— start DATA SUPPLIED —

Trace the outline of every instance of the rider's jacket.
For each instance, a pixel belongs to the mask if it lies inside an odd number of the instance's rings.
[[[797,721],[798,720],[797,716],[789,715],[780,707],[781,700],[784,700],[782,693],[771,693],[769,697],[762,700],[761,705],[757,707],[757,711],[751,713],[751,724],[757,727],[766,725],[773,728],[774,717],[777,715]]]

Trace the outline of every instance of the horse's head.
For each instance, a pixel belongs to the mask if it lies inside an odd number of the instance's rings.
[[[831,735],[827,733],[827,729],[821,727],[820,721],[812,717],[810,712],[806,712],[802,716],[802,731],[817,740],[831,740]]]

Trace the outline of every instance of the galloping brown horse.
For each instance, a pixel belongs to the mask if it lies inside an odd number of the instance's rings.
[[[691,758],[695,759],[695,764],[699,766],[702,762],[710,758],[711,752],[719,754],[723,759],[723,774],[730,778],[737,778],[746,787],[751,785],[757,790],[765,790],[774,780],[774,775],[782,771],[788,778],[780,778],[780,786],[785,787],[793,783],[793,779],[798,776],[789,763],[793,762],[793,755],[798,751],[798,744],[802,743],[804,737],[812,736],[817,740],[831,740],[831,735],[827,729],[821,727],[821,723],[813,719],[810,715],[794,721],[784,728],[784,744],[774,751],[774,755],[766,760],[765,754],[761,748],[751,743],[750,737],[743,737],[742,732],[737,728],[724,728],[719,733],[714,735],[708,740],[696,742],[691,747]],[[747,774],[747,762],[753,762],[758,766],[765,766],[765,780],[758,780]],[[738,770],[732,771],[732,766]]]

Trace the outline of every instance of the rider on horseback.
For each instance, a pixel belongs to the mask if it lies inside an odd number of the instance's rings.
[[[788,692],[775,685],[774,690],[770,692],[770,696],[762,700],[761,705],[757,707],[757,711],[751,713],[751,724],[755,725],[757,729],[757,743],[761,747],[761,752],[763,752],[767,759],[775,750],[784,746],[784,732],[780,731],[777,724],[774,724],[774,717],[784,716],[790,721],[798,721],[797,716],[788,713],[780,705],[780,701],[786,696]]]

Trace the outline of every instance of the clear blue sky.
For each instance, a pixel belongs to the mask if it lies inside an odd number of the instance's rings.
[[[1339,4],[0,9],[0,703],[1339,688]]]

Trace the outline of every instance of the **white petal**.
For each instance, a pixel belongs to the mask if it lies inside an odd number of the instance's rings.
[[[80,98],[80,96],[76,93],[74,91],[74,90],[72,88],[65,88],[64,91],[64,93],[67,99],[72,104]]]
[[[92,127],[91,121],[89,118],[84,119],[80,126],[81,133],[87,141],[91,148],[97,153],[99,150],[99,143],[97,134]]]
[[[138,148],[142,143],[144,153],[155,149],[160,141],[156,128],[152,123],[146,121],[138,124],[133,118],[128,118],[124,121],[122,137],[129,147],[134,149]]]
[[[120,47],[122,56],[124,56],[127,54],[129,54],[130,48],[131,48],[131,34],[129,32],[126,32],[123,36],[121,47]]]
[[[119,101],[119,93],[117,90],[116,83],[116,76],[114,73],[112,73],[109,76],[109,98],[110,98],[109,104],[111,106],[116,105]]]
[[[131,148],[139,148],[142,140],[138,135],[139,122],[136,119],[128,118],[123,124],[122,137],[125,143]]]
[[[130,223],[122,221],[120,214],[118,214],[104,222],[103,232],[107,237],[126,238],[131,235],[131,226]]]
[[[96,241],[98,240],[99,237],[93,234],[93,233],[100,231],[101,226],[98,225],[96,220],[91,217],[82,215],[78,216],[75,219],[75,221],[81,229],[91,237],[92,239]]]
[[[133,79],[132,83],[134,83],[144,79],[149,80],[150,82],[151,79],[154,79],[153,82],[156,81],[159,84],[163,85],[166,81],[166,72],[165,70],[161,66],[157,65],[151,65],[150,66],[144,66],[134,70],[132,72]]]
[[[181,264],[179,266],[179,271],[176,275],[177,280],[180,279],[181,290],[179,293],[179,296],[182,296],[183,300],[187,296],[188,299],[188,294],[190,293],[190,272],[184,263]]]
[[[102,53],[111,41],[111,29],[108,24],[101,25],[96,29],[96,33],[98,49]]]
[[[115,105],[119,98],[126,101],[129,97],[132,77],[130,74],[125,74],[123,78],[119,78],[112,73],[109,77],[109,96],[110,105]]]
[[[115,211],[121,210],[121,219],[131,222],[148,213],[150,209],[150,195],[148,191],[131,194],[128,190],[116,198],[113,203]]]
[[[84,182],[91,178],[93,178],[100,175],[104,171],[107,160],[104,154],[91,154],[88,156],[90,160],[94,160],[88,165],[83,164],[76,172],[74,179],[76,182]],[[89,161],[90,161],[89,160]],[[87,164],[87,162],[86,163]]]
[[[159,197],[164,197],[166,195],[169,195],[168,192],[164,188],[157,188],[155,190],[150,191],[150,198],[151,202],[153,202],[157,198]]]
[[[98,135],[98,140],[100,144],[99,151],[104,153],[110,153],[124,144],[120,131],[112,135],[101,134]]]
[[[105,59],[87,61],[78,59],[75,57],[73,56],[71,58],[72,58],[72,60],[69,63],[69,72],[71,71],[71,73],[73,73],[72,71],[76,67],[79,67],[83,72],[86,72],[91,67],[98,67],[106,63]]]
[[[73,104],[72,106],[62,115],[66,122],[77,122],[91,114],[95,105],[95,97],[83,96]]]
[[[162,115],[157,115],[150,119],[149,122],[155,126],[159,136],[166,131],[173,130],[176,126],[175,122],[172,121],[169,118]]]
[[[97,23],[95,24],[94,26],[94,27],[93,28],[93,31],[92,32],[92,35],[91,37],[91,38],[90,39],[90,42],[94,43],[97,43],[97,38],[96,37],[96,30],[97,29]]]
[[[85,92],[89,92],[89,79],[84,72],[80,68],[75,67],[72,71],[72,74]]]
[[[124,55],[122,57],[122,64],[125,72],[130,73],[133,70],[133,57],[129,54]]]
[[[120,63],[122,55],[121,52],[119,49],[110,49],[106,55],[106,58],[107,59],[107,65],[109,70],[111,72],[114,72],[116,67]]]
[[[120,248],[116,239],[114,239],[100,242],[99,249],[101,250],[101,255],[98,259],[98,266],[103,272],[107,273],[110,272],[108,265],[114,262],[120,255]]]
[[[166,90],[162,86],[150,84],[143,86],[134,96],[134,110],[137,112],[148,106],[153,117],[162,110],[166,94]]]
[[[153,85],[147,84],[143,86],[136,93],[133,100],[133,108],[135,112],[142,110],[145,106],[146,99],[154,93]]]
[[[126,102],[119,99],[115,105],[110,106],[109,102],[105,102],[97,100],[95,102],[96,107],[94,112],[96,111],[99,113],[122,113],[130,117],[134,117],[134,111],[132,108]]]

— end DATA SUPPLIED —

#### EXERCISE
Add 23 to every vertex coordinate in the polygon outlines from the line with "Trace the outline of every instance of the horse's" to the line with "[[[1339,4],[0,9],[0,703],[1339,688]]]", and write out all of those lines again with the tracing requests included.

#### EXERCISE RESPONSE
Trace the outline of every instance of the horse's head.
For each instance, a pixel belongs to the mask if it lies inside an odd number of the instance's rings.
[[[854,758],[850,756],[850,752],[844,750],[843,744],[835,740],[833,735],[829,735],[825,739],[825,754],[840,763],[854,763]]]

Trace the outline of every instance of the galloping brown horse.
For each instance, a pixel belongs to the mask if it lies inside an odd number of the instance's rings.
[[[714,781],[718,782],[718,787],[722,789],[725,785],[733,781],[734,775],[742,777],[746,782],[746,797],[753,801],[760,801],[769,810],[774,808],[780,813],[788,813],[797,803],[797,798],[805,794],[811,801],[803,801],[803,809],[808,810],[816,806],[816,802],[821,799],[812,786],[816,785],[816,778],[821,774],[821,767],[825,766],[827,760],[835,759],[840,763],[854,763],[854,758],[850,752],[844,750],[844,746],[836,742],[833,738],[817,744],[807,751],[807,767],[797,774],[797,778],[789,783],[788,777],[784,771],[774,766],[773,760],[766,760],[765,755],[760,751],[747,751],[742,756],[737,758],[731,763],[719,765],[714,770]],[[770,797],[770,785],[776,785],[781,789],[788,789],[788,803],[781,803]],[[761,793],[755,794],[755,789]]]

Trace the outline of every instance of the rider on horseback.
For each instance, a pixel belongs to the mask if it lies inside an odd number of the instance's rings.
[[[811,715],[798,708],[797,713],[793,715],[793,719],[785,723],[784,728],[780,730],[780,734],[774,736],[774,747],[778,748],[780,752],[780,766],[784,770],[784,775],[786,775],[790,782],[798,773],[807,769],[807,755],[803,754],[800,747],[797,747],[797,740],[807,739],[813,744],[821,744],[820,739],[811,736],[803,728],[803,724],[809,719]]]

Trace the outline of every instance of the clear blue sky.
For each instance, a pixel belongs to the mask if it lies inside an odd number of the instance's rings.
[[[1362,27],[23,32],[23,726],[1362,711]]]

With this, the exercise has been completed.